Arasiyal () is an 1997 Indian Tamil language film directed by R. K. Selvamani. The film stars Mammootty, Shilpa Shirodkar and Roja. It was released on 12 December 1997.

Plot

Chandrasekhar (Mammootty) is an honest collector who arrests Vikram (Anandaraj), an international terrorist, in Delhi. He's transferred to Madras to eradicate the corruption. Chandrasekhar has two sisters, Priya (Jeeva) and Supriya (Roja). Priya is in love with Marudapandi (Charan Raj), a hopeless police officer and Chandrasekhar's friend. Meanwhile, Chandrasekhar is in love with Anita Sharma (Shilpa Shirodkar), a Punjabi girl, who he met in Delhi. Venkatraman (Mansoor Ali Khan), a corrupt politician, is suspected by Chandrasekhar for corruption. Chandrasekhar takes actions against his brothers-in-law, Vishnu (Madhan Bob) and Ramkumar (Uday Prakash) and sent them to jail. Chandrasekhar gets a job promotion because his superiors hate his honest work, but he resigned and showed the journalists the corruption proofs of all corrupted politicians. The people becomes angry and beats all corrupted politicians, and Venkatraman's politic party doesn't even win a seat at the parliament. Chandrasekhar gets married with his lover in Punjab. Venkatraman's wife Vasanthi (Pallavi) was sent to jail for corruption. Venkatraman loses all his money and decides to take vengeance. Vikram, released from jail, wants also to revenge Chandrasekhar and becomes friends with Venkatraman. When Vikram decides to kill Chandrasekhar, he sees his sister Anita Sharma and promised her to protect his husband. Venkatraman's henchmen kidnaps Priya; but when she escaped, she fell from the building and died. They also put a bomb in Supriya's handbag which exploded by killing Supriya and Marudapandi. Venkatraman kills Vikram but Chandrasekhar is suspected for Vikram's murder. Chandrasekhar escapes from the police and kills all corrupted politicians. Finally, Chandrasekhar gets applause for his actions, but the court sends him to jail.

## THE EXERCISE
Reproduce the passage about the film Arasiyal word for word, beginning at "Arasiyal () is" and ending at "12 December 1997.".

Excerpts from a dataset on object pointing
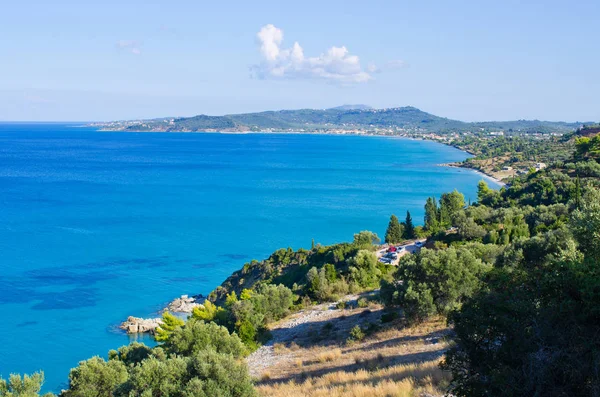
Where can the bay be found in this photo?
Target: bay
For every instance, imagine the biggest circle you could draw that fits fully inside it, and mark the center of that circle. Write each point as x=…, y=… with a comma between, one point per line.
x=96, y=226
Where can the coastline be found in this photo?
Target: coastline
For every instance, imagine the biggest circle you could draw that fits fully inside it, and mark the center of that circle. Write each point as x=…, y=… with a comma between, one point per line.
x=495, y=180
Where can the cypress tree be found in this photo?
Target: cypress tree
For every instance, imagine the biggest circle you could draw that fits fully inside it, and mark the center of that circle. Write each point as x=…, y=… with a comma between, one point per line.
x=394, y=231
x=432, y=222
x=409, y=227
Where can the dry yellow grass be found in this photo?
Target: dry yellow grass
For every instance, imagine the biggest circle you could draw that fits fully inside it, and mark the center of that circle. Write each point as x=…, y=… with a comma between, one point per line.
x=392, y=360
x=400, y=380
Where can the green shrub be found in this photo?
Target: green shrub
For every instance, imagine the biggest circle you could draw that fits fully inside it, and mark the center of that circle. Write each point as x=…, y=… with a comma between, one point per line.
x=26, y=386
x=356, y=334
x=197, y=335
x=362, y=302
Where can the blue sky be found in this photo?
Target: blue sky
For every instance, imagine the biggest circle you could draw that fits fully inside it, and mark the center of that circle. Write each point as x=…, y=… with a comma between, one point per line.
x=468, y=60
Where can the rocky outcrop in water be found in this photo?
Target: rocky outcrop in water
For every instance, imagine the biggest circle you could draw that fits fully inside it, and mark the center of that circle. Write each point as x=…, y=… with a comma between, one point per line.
x=185, y=304
x=134, y=325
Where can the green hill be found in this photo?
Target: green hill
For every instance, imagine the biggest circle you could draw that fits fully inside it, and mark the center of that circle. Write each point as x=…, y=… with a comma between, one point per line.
x=347, y=117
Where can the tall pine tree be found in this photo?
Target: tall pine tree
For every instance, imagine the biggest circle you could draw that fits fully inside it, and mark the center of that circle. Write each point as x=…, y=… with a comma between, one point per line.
x=393, y=234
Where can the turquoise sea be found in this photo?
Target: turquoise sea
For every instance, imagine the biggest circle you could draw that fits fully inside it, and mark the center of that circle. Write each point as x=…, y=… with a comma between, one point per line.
x=96, y=226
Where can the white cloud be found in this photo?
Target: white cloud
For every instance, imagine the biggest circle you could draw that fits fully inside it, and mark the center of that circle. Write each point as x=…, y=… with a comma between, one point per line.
x=132, y=46
x=335, y=65
x=395, y=64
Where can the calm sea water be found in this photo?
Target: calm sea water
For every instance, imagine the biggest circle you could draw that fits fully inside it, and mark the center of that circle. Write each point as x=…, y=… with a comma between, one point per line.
x=97, y=226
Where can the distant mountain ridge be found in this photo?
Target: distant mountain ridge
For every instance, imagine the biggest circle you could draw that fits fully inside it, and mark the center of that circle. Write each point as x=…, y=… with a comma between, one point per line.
x=350, y=118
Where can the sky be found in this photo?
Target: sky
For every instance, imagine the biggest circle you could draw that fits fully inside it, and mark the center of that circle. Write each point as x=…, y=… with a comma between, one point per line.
x=89, y=60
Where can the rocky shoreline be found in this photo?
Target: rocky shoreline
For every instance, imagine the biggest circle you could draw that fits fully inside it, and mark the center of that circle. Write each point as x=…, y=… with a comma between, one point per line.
x=183, y=304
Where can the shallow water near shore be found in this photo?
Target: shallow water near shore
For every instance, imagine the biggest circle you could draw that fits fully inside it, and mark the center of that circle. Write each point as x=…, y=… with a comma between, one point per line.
x=96, y=226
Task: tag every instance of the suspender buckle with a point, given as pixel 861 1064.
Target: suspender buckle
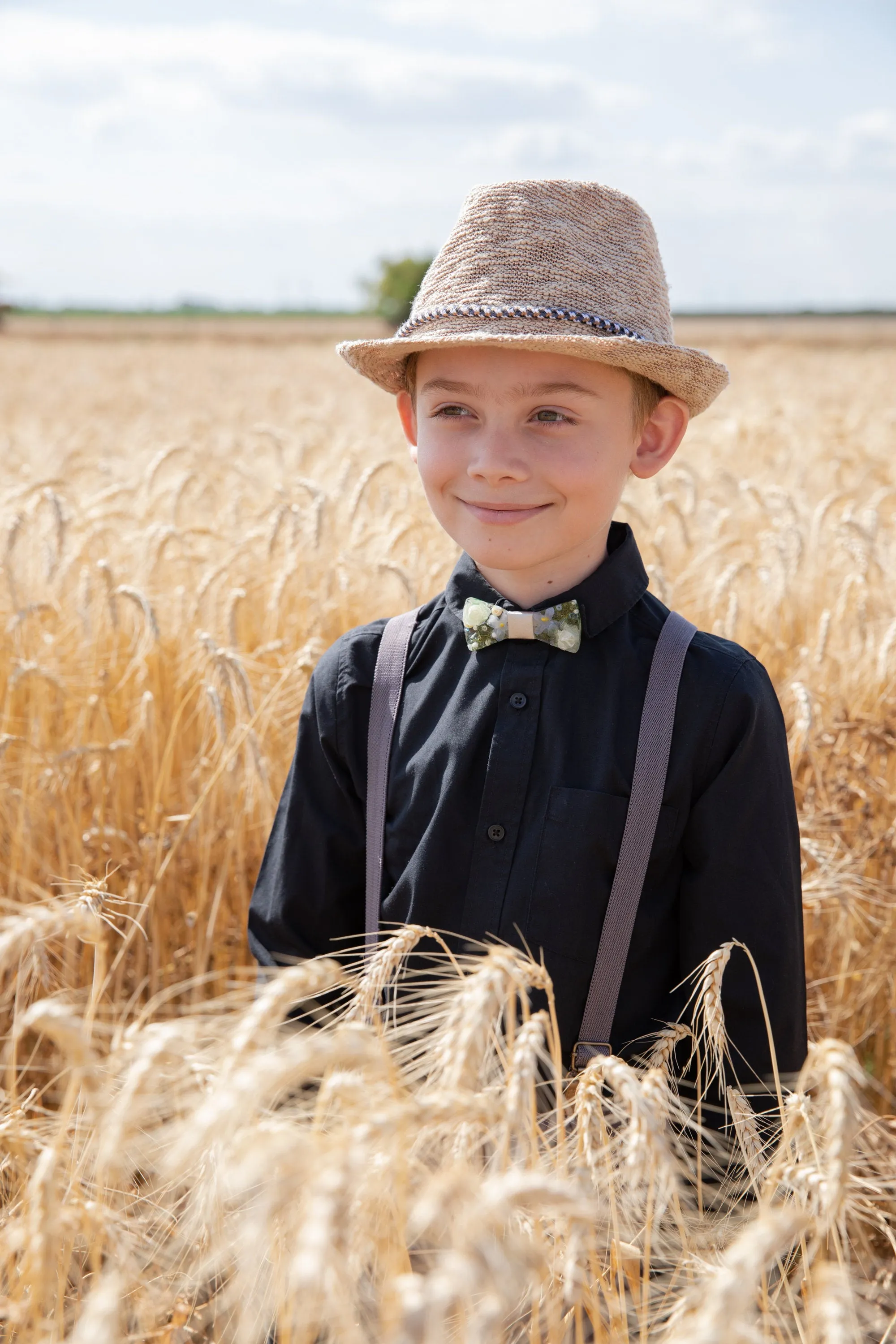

## SOLUTION TO THE PROBLEM
Arasiyal () is an 1997 Indian Tamil language film directed by R. K. Selvamani. The film stars Mammootty, Shilpa Shirodkar and Roja. It was released on 12 December 1997.